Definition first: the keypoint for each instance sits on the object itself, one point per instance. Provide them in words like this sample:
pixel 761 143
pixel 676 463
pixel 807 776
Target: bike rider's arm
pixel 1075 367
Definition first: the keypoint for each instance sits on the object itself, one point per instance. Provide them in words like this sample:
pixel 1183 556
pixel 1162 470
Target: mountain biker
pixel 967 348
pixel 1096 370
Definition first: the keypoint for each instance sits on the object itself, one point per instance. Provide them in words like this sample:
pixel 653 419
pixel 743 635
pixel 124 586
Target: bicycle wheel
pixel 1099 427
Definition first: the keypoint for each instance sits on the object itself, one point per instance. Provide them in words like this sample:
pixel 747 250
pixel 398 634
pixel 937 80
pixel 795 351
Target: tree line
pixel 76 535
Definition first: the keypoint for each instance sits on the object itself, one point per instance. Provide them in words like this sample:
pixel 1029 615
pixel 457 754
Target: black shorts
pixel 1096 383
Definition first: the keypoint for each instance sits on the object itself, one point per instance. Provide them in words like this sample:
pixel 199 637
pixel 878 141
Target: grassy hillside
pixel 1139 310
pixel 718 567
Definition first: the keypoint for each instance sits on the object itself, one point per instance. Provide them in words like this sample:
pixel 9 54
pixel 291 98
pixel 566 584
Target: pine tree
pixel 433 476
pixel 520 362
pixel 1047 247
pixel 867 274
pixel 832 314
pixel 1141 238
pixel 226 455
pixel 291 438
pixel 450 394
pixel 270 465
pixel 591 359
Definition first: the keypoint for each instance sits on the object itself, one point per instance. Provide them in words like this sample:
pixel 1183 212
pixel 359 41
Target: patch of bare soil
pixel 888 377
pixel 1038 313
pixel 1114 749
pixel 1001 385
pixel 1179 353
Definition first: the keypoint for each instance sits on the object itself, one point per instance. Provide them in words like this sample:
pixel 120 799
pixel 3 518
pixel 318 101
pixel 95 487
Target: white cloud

■ WHAT IS EXPECTED
Output the records above as a JSON list of strings, one string per line, from the first line through the line containing "pixel 1179 353", both included, with blank lines omitted.

■ SOLUTION TO THIS EXERCISE
[
  "Definition first: the keypoint for each instance sits on the object itself, one point per instance. Provide them in words like this sample:",
  "pixel 761 143",
  "pixel 676 463",
  "pixel 807 776",
  "Target: bike rider's arm",
  "pixel 1075 367",
  "Definition first: the keypoint for each instance sits on the object itself, one point per instance. Provide them in words like this sample:",
  "pixel 1183 556",
  "pixel 1162 470",
  "Target: mountain biker",
  "pixel 967 348",
  "pixel 1096 370",
  "Definition first: the keypoint for each instance sits on the object itself, one point per instance. Provide them in words like this sample:",
  "pixel 653 419",
  "pixel 743 635",
  "pixel 124 586",
  "Target: bicycle wheel",
  "pixel 1099 427",
  "Definition first: the keypoint for each instance sits on the object itself, one point per instance. Provide them in words like this sample:",
  "pixel 747 250",
  "pixel 398 634",
  "pixel 937 80",
  "pixel 795 351",
  "Target: tree line",
  "pixel 76 535",
  "Definition first: the keypoint for each instance sits on the object itself, one point per instance. Provide them in words like this sample:",
  "pixel 1029 615",
  "pixel 457 754",
  "Target: black shorts",
  "pixel 1096 383",
  "Definition first: the keypoint for each instance sits on the object itself, one point per instance. Provide them in words like this sample:",
  "pixel 199 637",
  "pixel 878 141",
  "Target: grassy hillside",
  "pixel 1139 310",
  "pixel 718 567",
  "Definition first: the keypoint for each instance sits on the object itself, one point per instance. Provide them in words like this sample:",
  "pixel 9 54",
  "pixel 291 98",
  "pixel 566 584",
  "Target: pine tree",
  "pixel 433 476",
  "pixel 520 362",
  "pixel 1047 247",
  "pixel 867 274",
  "pixel 832 314",
  "pixel 1141 238",
  "pixel 226 455",
  "pixel 291 438",
  "pixel 450 394",
  "pixel 270 465",
  "pixel 591 359",
  "Definition first: the keypoint for each instance sits on the object itself, one point per instance. Provide them in words like this sample:",
  "pixel 1183 212",
  "pixel 359 41",
  "Target: patch of bare soil",
  "pixel 888 377",
  "pixel 1038 313",
  "pixel 1114 749",
  "pixel 1001 385",
  "pixel 1179 353"
]